━━━━━ Listing ━━━━━

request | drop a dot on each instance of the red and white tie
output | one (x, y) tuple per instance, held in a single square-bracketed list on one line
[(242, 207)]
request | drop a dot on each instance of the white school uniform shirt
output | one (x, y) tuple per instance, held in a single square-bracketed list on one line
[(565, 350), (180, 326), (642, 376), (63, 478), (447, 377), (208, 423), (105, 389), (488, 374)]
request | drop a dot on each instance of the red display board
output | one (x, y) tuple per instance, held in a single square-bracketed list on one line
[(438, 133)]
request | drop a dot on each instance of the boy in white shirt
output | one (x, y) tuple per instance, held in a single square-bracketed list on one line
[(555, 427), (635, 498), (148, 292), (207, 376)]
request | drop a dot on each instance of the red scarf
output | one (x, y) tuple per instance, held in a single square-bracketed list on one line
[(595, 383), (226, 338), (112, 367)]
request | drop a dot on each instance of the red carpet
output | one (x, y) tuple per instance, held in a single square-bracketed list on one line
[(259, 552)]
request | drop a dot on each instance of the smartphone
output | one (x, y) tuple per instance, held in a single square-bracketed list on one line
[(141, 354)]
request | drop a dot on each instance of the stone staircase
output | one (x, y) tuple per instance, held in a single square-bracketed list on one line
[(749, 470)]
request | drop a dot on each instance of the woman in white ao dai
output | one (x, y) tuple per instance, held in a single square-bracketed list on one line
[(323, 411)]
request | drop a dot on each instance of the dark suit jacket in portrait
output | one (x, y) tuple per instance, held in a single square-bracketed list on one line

━━━━━

Given exercise: Please give back only the material between the lines holding "red display board" and "[(438, 133)]", inclusive, with the requests kept. Scale every coordinate in the answers by 1.3, rounding each to a whole number with halves going up.

Solution for this exercise:
request | drop a dot on each instance of the red display board
output | one (x, y) tuple per instance, held in a single square-bracketed list on one line
[(569, 173)]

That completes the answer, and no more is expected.